Contour labeling entries:
Begin
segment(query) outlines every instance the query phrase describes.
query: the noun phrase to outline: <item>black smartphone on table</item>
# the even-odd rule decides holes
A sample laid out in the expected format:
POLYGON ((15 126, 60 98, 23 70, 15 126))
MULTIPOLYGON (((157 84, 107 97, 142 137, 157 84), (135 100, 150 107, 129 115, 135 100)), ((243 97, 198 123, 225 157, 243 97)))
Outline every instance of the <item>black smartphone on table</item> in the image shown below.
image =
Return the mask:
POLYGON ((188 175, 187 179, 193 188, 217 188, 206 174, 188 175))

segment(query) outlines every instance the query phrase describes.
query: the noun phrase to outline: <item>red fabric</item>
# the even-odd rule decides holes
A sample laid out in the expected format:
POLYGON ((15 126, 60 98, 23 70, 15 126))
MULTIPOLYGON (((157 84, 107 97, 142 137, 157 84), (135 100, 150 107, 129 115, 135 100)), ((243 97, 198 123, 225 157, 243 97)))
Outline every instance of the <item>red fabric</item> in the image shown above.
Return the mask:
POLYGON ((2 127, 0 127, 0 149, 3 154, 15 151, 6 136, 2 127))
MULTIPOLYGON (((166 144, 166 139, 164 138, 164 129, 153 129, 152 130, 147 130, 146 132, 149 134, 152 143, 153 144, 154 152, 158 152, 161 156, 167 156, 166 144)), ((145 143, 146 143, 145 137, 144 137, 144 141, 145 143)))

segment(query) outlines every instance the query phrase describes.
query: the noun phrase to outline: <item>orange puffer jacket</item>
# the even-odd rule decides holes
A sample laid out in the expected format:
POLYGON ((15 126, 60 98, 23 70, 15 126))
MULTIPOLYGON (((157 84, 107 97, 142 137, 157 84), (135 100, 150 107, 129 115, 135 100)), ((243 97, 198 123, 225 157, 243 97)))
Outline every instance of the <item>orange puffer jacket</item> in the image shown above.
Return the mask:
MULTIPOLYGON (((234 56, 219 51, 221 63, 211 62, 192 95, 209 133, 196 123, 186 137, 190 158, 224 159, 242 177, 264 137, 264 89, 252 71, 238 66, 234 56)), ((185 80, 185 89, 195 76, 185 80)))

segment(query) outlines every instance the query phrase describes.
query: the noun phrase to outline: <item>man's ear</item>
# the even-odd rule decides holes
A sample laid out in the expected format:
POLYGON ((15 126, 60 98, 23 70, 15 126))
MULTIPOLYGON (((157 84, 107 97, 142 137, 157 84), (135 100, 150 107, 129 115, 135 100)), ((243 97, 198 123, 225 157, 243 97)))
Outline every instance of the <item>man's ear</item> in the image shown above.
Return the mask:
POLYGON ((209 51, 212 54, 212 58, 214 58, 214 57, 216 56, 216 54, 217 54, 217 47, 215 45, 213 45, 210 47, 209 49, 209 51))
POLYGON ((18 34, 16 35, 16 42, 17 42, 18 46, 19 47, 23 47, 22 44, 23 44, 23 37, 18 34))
End
INSTRUCTION:
Locate each line in the items above that contains the word "fabric", matching case exactly, and copy every such line.

REPLY:
query: the noun phrase to outline: <item>red fabric</item>
Outline every instance of the <item>red fabric</item> in the image shown above.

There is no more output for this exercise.